Work instruction
Reproduce all the data exactly, without pictures.

Supplied material
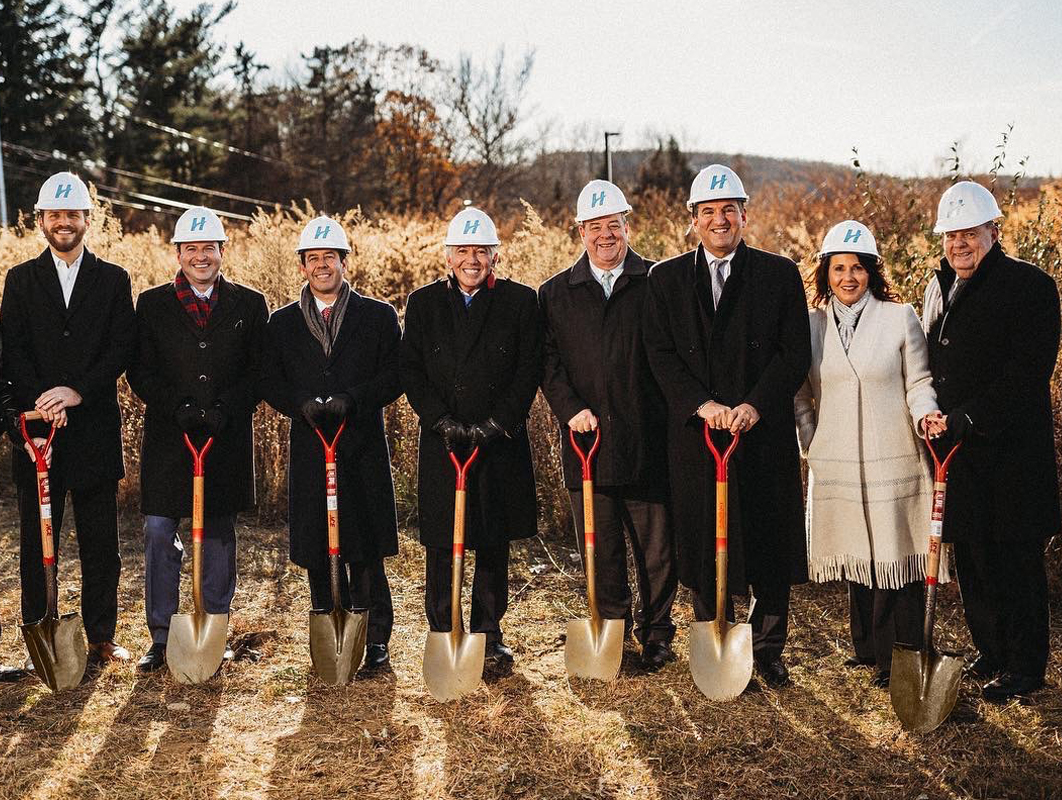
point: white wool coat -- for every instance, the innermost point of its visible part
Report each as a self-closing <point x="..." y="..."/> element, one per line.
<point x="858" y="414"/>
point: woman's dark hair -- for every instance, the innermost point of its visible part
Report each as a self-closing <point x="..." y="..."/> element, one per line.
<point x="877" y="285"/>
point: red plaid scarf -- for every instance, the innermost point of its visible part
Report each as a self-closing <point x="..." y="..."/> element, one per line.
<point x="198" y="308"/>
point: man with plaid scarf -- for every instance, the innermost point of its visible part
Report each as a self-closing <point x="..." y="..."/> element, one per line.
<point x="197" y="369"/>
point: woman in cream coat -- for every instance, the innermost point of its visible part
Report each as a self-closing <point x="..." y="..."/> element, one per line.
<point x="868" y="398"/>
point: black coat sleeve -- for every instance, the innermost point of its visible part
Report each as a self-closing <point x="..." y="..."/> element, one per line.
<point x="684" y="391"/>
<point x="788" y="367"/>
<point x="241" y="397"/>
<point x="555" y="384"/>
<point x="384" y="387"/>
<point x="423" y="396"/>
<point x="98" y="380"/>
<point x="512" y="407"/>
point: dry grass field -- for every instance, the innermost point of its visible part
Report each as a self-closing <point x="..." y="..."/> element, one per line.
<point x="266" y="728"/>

Written response
point: white wool coat -- for every instance, the innermost point of its visible part
Report each as a self-closing <point x="..." y="..."/> element, one per line.
<point x="858" y="414"/>
point: woman's dark hair -- for every instance, the innermost point of its visible part
Report each as a self-closing <point x="..." y="..."/> element, one per line.
<point x="877" y="285"/>
point: red plaid scarf -- for every instance, the innermost point of its visible part
Report each as a self-closing <point x="..." y="..."/> element, one per line.
<point x="198" y="308"/>
point: man with plaid scarf -- for every instance, the innermost point of its visible part
Report each as a self-closing <point x="..." y="..."/> element, one per line.
<point x="197" y="369"/>
point: woman in cream coat -- for every instance, the innermost point of its visible part
Report each as a self-closing <point x="..." y="..."/> element, one per line.
<point x="868" y="398"/>
point: black coat sleeve -- for every instance, the innermost point of its visible part
Report each as a self-closing <point x="..." y="..."/> element, one per line.
<point x="684" y="391"/>
<point x="788" y="367"/>
<point x="241" y="397"/>
<point x="555" y="384"/>
<point x="384" y="387"/>
<point x="423" y="396"/>
<point x="98" y="380"/>
<point x="512" y="407"/>
point: dry grass field -- for every instance, the innermost point of its visible part
Report each as a self-closing <point x="..." y="..."/> element, one per line.
<point x="266" y="728"/>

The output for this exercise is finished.